• _SUPPLIED MATERIAL_:
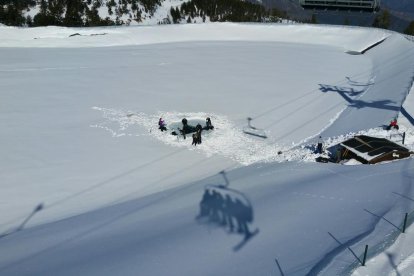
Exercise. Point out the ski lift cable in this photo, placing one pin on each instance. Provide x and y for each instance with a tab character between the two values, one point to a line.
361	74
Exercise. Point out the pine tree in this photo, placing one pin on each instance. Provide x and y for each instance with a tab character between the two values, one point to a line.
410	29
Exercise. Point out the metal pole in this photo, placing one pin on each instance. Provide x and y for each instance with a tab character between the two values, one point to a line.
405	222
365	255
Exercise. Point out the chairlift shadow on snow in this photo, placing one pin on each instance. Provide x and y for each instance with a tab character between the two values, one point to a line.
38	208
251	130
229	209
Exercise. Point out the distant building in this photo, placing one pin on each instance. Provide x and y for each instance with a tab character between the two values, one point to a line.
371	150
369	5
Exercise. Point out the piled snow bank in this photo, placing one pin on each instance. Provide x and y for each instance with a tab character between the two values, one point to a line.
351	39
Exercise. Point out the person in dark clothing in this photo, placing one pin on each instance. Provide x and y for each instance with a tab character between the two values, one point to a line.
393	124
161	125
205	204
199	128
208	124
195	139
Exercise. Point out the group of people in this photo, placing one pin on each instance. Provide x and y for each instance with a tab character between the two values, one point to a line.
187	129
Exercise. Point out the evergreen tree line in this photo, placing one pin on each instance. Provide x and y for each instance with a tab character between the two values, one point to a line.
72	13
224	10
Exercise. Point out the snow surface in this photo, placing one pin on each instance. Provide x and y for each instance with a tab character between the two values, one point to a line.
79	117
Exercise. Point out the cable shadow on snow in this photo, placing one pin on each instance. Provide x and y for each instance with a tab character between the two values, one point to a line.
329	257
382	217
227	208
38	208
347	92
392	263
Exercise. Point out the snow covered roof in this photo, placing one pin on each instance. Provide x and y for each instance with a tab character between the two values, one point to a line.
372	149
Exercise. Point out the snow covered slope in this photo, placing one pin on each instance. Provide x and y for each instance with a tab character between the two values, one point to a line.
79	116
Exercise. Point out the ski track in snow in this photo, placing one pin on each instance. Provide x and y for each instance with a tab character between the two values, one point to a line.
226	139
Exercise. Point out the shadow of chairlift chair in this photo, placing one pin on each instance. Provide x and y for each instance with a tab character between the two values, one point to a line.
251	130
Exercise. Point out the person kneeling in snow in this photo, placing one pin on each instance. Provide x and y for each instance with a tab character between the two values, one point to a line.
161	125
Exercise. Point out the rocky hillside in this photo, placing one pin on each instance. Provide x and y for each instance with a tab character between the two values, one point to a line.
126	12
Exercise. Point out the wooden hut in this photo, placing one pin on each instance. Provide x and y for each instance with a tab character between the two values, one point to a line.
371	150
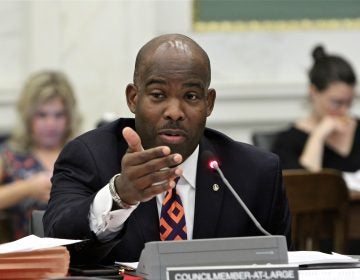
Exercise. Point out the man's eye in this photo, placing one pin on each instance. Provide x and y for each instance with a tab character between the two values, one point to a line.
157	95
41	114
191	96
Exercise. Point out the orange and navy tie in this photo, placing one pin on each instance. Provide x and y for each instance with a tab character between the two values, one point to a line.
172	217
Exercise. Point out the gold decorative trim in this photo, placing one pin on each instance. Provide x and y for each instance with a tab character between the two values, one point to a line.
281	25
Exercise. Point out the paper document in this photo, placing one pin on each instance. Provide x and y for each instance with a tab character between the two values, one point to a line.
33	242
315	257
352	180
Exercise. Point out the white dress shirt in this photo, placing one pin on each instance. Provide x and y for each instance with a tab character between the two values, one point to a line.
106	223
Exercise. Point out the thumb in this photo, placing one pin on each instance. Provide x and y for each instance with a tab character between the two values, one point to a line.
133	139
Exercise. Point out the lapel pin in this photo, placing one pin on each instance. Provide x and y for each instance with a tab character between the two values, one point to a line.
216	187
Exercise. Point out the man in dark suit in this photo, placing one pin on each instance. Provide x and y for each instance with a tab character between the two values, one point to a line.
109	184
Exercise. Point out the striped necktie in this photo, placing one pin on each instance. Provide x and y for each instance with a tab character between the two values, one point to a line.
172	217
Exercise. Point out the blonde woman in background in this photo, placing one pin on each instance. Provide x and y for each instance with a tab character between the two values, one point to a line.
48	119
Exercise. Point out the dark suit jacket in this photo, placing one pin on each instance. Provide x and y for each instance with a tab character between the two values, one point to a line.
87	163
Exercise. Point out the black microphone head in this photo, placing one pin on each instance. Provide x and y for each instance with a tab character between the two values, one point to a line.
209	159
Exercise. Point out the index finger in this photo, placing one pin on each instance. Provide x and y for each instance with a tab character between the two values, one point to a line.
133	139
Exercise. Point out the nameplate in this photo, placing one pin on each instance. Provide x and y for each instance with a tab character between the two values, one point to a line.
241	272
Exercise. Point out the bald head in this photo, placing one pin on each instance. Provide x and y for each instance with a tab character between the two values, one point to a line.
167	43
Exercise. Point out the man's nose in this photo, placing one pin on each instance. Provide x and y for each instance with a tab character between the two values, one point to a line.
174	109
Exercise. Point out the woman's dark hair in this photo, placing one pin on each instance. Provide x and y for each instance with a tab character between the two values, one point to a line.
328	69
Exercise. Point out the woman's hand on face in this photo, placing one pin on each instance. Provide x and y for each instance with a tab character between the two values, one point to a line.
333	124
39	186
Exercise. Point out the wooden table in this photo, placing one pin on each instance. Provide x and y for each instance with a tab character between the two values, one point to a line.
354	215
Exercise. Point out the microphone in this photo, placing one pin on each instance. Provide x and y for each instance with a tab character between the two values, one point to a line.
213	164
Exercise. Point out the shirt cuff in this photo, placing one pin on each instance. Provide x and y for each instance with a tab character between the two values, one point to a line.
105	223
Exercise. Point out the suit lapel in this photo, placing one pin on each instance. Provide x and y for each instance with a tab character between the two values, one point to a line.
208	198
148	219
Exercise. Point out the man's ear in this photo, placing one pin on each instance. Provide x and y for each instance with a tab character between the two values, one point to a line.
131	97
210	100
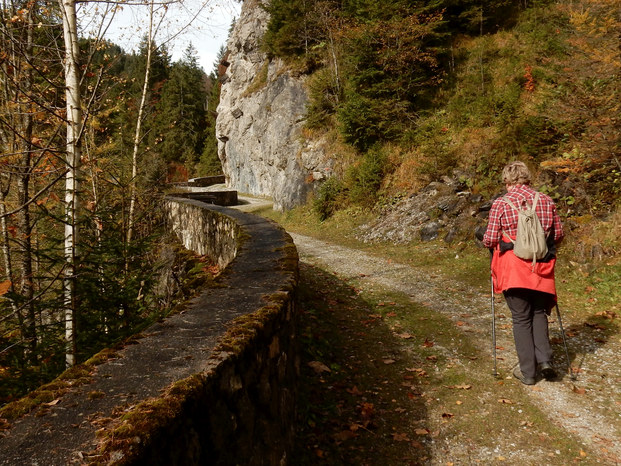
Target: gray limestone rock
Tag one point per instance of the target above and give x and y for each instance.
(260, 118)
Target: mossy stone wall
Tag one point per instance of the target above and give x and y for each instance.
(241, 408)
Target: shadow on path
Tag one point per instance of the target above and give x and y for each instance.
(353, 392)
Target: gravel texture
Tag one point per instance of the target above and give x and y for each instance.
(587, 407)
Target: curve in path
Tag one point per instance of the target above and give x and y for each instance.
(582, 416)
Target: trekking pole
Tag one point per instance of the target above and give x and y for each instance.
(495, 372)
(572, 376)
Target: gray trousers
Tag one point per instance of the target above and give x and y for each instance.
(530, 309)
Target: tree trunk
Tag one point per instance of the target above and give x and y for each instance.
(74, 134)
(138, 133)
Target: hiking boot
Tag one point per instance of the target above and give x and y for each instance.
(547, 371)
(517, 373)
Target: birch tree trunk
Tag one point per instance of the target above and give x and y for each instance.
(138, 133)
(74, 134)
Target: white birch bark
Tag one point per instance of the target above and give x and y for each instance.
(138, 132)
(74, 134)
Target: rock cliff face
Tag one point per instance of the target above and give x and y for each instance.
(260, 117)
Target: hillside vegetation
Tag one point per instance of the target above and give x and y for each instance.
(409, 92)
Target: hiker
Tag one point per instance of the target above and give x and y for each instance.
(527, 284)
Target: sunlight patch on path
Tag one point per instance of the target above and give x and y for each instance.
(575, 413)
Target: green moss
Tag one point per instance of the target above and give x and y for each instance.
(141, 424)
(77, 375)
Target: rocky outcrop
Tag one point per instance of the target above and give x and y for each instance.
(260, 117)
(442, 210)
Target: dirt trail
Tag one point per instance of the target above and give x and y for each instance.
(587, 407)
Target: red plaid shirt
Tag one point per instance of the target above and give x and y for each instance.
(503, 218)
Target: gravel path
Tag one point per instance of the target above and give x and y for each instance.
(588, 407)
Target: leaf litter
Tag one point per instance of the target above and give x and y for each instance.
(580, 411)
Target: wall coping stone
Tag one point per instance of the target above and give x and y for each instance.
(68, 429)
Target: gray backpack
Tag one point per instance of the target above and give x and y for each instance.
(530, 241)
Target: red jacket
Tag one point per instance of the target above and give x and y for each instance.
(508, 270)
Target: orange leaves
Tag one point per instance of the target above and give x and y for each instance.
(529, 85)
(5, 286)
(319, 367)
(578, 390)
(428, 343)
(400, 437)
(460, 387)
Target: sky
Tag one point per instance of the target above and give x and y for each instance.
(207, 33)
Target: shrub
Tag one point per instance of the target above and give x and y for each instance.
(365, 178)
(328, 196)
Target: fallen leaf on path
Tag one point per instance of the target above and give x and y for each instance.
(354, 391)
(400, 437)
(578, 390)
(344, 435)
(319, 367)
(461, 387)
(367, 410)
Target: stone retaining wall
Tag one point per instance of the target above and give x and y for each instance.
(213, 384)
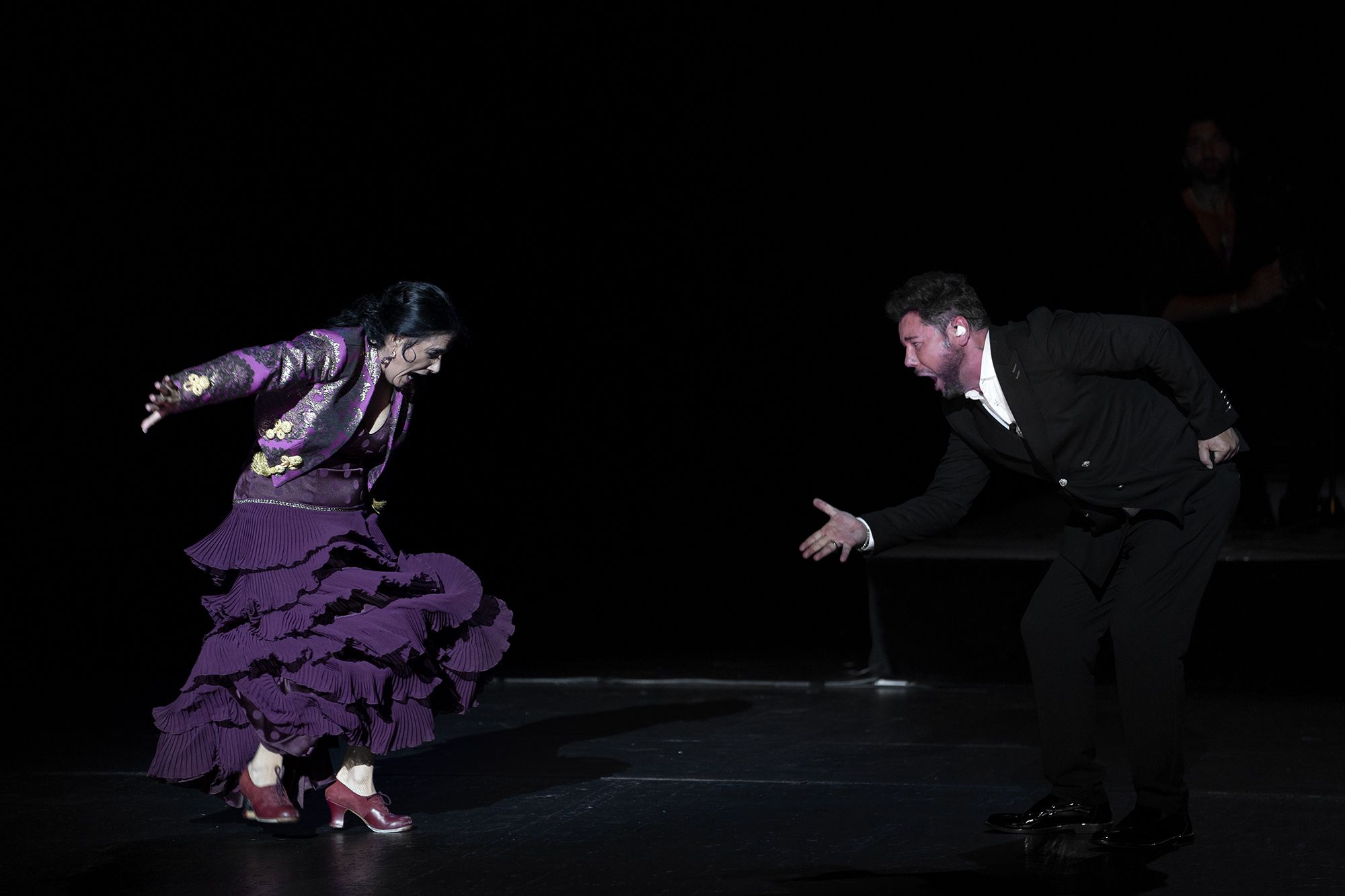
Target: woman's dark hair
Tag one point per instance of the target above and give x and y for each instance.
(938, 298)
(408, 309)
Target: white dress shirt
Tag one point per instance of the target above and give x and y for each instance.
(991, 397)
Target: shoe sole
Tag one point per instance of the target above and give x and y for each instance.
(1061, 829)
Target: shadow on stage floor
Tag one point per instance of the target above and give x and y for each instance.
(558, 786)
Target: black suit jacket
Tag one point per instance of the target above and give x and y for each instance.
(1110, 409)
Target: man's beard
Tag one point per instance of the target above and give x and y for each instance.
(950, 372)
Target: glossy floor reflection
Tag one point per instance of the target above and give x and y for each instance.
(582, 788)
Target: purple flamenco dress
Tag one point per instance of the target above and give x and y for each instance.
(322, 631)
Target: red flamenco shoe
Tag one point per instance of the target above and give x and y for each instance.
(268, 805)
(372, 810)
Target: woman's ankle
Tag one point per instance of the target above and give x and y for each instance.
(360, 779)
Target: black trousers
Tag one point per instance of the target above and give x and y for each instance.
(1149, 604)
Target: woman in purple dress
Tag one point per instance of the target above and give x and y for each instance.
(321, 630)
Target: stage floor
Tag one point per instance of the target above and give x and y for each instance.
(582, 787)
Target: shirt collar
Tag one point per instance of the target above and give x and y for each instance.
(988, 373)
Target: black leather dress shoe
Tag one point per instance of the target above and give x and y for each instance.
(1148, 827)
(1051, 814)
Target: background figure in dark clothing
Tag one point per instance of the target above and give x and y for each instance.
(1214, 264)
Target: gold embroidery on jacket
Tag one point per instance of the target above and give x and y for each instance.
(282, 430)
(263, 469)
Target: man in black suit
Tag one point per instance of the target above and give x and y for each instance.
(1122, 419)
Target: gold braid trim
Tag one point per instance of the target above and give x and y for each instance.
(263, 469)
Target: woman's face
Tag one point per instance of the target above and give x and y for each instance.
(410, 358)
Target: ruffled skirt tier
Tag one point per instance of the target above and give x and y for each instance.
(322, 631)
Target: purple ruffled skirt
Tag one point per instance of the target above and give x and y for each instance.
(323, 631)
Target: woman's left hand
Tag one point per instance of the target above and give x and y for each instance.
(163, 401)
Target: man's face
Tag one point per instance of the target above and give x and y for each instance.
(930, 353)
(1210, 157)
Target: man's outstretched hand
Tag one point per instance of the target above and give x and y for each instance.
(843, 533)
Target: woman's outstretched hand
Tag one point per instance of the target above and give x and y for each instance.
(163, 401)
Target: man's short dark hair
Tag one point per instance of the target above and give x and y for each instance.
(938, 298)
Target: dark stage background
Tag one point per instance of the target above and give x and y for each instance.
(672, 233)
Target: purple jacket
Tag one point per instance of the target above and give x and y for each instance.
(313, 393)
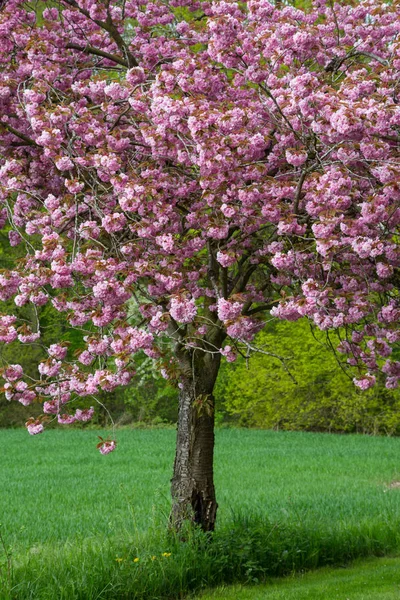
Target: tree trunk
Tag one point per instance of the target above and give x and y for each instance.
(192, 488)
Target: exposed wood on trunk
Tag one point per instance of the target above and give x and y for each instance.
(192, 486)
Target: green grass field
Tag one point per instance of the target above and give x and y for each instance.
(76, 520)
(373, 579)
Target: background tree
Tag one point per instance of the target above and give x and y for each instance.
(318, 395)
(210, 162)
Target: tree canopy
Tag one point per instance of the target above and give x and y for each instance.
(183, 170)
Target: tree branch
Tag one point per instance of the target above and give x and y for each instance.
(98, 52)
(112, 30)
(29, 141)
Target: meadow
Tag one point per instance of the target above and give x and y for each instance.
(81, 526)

• _PROBLEM TO SOLVE_:
Copy out each line of the records that holds the string "leaf".

• _RESULT OF THE EXERCISE_:
Target: leaf litter
Target: fallen leaf on path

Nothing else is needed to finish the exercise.